Top of RECORDS SUPPLIED
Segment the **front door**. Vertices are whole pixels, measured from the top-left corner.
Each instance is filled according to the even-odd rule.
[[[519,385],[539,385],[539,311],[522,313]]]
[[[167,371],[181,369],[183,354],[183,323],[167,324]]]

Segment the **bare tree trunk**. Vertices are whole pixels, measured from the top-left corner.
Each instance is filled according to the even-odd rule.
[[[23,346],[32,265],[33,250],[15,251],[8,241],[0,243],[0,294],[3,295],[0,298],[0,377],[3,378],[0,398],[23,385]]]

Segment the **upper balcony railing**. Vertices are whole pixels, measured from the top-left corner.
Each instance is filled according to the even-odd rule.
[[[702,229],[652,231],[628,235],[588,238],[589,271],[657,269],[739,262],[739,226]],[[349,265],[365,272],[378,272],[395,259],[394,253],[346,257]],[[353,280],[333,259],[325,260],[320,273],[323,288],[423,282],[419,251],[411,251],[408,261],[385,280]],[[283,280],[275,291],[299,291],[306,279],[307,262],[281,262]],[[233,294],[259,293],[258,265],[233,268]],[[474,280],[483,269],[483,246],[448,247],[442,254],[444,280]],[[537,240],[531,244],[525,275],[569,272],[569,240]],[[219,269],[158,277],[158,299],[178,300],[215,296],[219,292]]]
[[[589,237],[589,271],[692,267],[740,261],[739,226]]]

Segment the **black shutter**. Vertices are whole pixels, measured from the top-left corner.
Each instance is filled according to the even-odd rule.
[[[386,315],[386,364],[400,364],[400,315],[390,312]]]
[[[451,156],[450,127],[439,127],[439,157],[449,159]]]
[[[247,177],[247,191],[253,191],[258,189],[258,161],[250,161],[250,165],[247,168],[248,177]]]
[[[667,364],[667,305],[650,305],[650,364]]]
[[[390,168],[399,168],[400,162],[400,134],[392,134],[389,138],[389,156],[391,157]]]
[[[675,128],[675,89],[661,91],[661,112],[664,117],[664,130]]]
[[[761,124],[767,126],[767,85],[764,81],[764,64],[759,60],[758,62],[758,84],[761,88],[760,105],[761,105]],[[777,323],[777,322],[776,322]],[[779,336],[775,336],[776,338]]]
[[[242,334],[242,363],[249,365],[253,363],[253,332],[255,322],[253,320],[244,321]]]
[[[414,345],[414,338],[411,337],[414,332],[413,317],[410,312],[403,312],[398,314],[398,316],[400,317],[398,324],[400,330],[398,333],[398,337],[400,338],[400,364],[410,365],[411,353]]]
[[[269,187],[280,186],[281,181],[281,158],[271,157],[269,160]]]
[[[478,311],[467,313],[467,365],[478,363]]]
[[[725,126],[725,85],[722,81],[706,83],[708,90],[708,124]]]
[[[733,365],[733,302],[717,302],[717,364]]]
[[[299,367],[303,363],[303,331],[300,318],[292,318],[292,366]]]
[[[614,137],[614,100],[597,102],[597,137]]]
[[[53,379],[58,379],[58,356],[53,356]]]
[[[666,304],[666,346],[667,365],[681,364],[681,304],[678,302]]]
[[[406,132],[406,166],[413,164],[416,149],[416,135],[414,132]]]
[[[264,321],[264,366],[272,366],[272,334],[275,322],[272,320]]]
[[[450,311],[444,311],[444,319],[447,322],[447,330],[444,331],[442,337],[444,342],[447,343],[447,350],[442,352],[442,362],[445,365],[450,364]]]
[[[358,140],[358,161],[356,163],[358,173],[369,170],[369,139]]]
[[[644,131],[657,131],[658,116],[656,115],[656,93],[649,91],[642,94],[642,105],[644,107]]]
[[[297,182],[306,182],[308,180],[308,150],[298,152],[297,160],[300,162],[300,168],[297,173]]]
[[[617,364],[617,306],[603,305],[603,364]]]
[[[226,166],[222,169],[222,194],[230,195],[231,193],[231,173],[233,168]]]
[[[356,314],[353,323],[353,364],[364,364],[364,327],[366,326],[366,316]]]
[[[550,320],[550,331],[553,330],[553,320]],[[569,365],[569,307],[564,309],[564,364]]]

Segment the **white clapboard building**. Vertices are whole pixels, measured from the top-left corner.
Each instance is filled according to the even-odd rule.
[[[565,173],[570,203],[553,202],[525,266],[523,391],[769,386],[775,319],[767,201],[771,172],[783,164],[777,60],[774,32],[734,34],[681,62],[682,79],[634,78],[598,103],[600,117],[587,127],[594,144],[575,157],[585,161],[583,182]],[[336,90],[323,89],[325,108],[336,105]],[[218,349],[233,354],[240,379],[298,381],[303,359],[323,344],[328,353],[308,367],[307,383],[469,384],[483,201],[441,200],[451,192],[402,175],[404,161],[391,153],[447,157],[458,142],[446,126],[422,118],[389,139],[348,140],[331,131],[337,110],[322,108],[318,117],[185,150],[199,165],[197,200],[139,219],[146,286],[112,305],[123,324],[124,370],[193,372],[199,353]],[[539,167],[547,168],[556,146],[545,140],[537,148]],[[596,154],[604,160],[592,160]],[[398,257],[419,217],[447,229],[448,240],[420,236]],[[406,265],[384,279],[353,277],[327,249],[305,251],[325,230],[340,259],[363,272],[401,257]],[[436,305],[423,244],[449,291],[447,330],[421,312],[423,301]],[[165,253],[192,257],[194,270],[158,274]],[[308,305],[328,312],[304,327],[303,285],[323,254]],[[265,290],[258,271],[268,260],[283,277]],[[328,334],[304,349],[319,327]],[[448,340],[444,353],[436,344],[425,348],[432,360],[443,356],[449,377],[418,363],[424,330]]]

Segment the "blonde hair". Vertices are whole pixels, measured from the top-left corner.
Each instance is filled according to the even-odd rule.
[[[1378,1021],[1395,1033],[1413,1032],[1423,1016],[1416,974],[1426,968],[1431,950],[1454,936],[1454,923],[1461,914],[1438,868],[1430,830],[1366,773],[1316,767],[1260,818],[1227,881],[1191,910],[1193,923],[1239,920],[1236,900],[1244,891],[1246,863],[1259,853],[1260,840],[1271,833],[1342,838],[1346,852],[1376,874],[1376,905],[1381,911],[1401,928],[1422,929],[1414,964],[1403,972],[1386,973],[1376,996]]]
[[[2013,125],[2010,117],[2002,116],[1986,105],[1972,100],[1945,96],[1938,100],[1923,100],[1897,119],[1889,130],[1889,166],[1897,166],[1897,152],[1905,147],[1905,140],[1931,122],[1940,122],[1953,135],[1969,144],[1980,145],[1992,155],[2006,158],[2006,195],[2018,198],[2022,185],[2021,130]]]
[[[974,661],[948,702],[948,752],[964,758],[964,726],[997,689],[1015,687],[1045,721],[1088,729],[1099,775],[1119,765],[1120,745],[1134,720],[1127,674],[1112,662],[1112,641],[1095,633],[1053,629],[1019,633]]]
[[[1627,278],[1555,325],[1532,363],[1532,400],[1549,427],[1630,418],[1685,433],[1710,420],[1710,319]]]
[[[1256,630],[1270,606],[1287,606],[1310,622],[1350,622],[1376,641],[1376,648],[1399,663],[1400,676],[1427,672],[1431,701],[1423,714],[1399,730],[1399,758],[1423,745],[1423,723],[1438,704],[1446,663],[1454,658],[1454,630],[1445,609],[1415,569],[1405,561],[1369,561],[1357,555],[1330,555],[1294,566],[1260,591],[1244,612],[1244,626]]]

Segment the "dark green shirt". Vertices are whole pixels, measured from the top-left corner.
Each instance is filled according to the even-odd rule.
Bottom of RECORDS SUPPLIED
TASK TO COMPLETE >>
Return the records above verbatim, in their entirety.

RESULT OF THIS EXERCISE >>
Segment the **front door**. Vertices are whole pixels, measured from the top-left corner.
Each instance is filled according to the even-odd rule.
[[[519,385],[539,385],[539,311],[522,313]]]
[[[167,371],[181,369],[183,354],[183,323],[167,324]]]

Segment the **bare tree trunk**. Vertices are whole pixels, measured from the top-left corner.
Each instance is filled according to the even-odd rule.
[[[23,346],[32,265],[33,250],[15,251],[8,241],[0,243],[0,294],[3,295],[0,298],[0,377],[3,378],[0,398],[23,385]]]

Segment the **upper balcony railing**. Vertices are whole pixels, measured from the top-left corner.
Each instance is filled according to the even-odd rule.
[[[702,229],[652,231],[628,235],[588,238],[589,271],[657,269],[739,262],[739,226]],[[349,265],[365,272],[378,272],[395,259],[394,253],[346,257]],[[353,280],[333,259],[325,260],[320,273],[323,288],[423,282],[419,251],[411,251],[408,261],[385,280]],[[283,280],[275,291],[299,291],[306,279],[307,262],[281,262]],[[233,294],[259,293],[258,265],[233,268]],[[474,280],[483,269],[483,246],[448,247],[442,254],[444,280]],[[537,240],[531,244],[525,275],[569,272],[569,240]],[[219,269],[158,277],[158,299],[178,300],[215,296],[219,292]]]
[[[589,237],[589,271],[692,267],[740,261],[739,226]]]

Segment the **black shutter**. Vertices are whole pixels, measured from the top-left corner.
Each instance is filled according to the even-odd rule.
[[[386,315],[386,364],[400,364],[400,315],[390,312]]]
[[[451,156],[450,127],[439,127],[439,157],[449,159]]]
[[[247,177],[247,191],[253,191],[258,189],[258,161],[250,161],[250,165],[247,168],[248,177]]]
[[[667,364],[667,305],[650,305],[650,364]]]
[[[390,168],[399,168],[400,162],[400,134],[392,134],[389,138],[389,156],[391,157]]]
[[[675,128],[675,89],[661,91],[661,112],[664,117],[664,130]]]
[[[761,124],[767,126],[767,85],[764,81],[764,64],[759,60],[758,62],[758,84],[761,88],[760,105],[761,105]],[[777,323],[777,322],[776,322]],[[779,336],[775,336],[776,338]]]
[[[242,334],[242,363],[249,365],[253,363],[253,332],[255,322],[253,320],[244,321]]]
[[[414,345],[414,338],[411,337],[414,332],[413,317],[410,312],[403,312],[398,314],[398,316],[400,317],[398,324],[400,330],[398,333],[398,337],[400,338],[400,364],[410,365],[411,353]]]
[[[269,187],[280,186],[281,181],[281,158],[271,157],[269,160]]]
[[[478,311],[467,313],[467,365],[478,363]]]
[[[725,126],[725,85],[722,81],[706,83],[708,90],[708,124]]]
[[[733,365],[733,302],[717,302],[717,364]]]
[[[299,367],[303,363],[303,331],[300,318],[292,318],[292,366]]]
[[[614,137],[614,100],[597,102],[597,137]]]
[[[53,379],[58,379],[58,356],[53,356]]]
[[[666,304],[666,346],[667,365],[681,364],[681,304],[678,302]]]
[[[406,132],[406,166],[413,164],[416,149],[416,135],[414,132]]]
[[[264,321],[264,366],[272,366],[272,334],[275,322],[272,320]]]
[[[450,311],[444,311],[444,319],[447,322],[447,330],[444,331],[442,337],[444,342],[447,343],[447,350],[442,352],[442,362],[445,365],[450,364]]]
[[[358,140],[358,161],[356,163],[358,173],[369,170],[369,139]]]
[[[644,131],[657,131],[658,116],[656,115],[656,93],[649,91],[642,94],[642,105],[644,107]]]
[[[297,182],[306,182],[308,180],[308,150],[298,152],[297,160],[300,162],[300,168],[297,173]]]
[[[617,364],[617,306],[603,305],[603,364]]]
[[[226,166],[222,169],[222,194],[230,195],[231,193],[231,173],[233,168]]]
[[[356,314],[353,323],[353,364],[364,364],[364,327],[366,326],[366,316]]]
[[[550,320],[550,331],[553,330],[553,320]],[[569,365],[569,307],[564,309],[564,364]]]

Segment the **white clapboard building**. Vertices are whole pixels, measured from the top-left corner.
Each instance is filled according to the even-odd rule.
[[[565,173],[570,203],[553,202],[525,266],[523,391],[769,386],[775,319],[767,201],[771,172],[783,164],[777,60],[774,32],[734,34],[681,62],[682,79],[634,78],[598,103],[600,117],[587,127],[594,144],[575,157],[585,161],[583,182]],[[336,90],[323,89],[325,108],[336,105]],[[218,349],[233,354],[240,379],[298,381],[303,359],[323,344],[328,353],[308,367],[307,383],[469,384],[483,201],[441,200],[451,192],[402,175],[404,161],[391,153],[447,157],[458,142],[446,126],[422,118],[389,139],[348,140],[331,131],[337,110],[322,108],[318,117],[185,150],[199,165],[197,200],[139,219],[146,286],[112,305],[123,324],[124,370],[193,372],[199,353]],[[539,167],[547,168],[556,146],[545,140],[537,148]],[[596,154],[604,160],[592,160]],[[398,257],[419,217],[447,229],[448,240],[420,236]],[[406,265],[384,279],[353,277],[327,249],[305,251],[325,230],[340,259],[363,272],[401,257]],[[436,305],[423,244],[449,291],[447,330],[421,312],[423,301]],[[165,253],[192,257],[194,270],[158,274]],[[308,305],[328,312],[304,327],[303,285],[323,254]],[[265,290],[258,271],[268,260],[283,277]],[[328,334],[304,349],[319,327]],[[448,340],[444,353],[436,344],[425,348],[432,360],[443,356],[449,377],[418,363],[424,330]]]

Segment the "blonde hair". Vertices are whole pixels, measured from the top-left corner.
Each instance is filled according to the even-odd rule.
[[[1378,1021],[1395,1033],[1413,1032],[1423,1016],[1416,974],[1426,968],[1431,950],[1454,936],[1454,923],[1461,914],[1438,868],[1430,830],[1366,773],[1316,767],[1260,818],[1227,881],[1191,910],[1193,923],[1239,920],[1236,900],[1244,891],[1246,863],[1259,853],[1260,840],[1271,833],[1342,838],[1346,852],[1376,874],[1376,905],[1381,911],[1401,928],[1422,929],[1414,964],[1403,972],[1386,973],[1376,996]]]
[[[2013,125],[2010,117],[2002,116],[1986,105],[1972,100],[1945,96],[1938,100],[1923,100],[1897,119],[1889,130],[1889,166],[1897,166],[1897,152],[1905,147],[1905,140],[1931,122],[1940,122],[1953,135],[1969,144],[1980,145],[1992,155],[2006,158],[2006,195],[2018,198],[2022,185],[2021,130]]]
[[[974,661],[948,702],[948,752],[964,758],[964,726],[997,689],[1015,687],[1045,721],[1088,729],[1099,775],[1119,765],[1120,745],[1134,720],[1127,674],[1112,662],[1112,641],[1095,633],[1053,629],[1019,633]]]
[[[1627,278],[1555,325],[1532,363],[1532,400],[1549,427],[1630,418],[1685,433],[1710,420],[1710,319]]]
[[[1256,630],[1270,606],[1287,606],[1310,622],[1350,622],[1376,641],[1376,648],[1399,663],[1400,676],[1427,672],[1431,701],[1423,714],[1399,730],[1399,758],[1423,745],[1423,723],[1438,704],[1446,663],[1454,658],[1454,630],[1445,609],[1415,569],[1405,561],[1369,561],[1357,555],[1330,555],[1294,566],[1260,591],[1244,612],[1244,626]]]

Segment the "dark green shirt". Vertices are whole pixels, measured from the top-left corner.
Each instance is filled according to the even-odd rule.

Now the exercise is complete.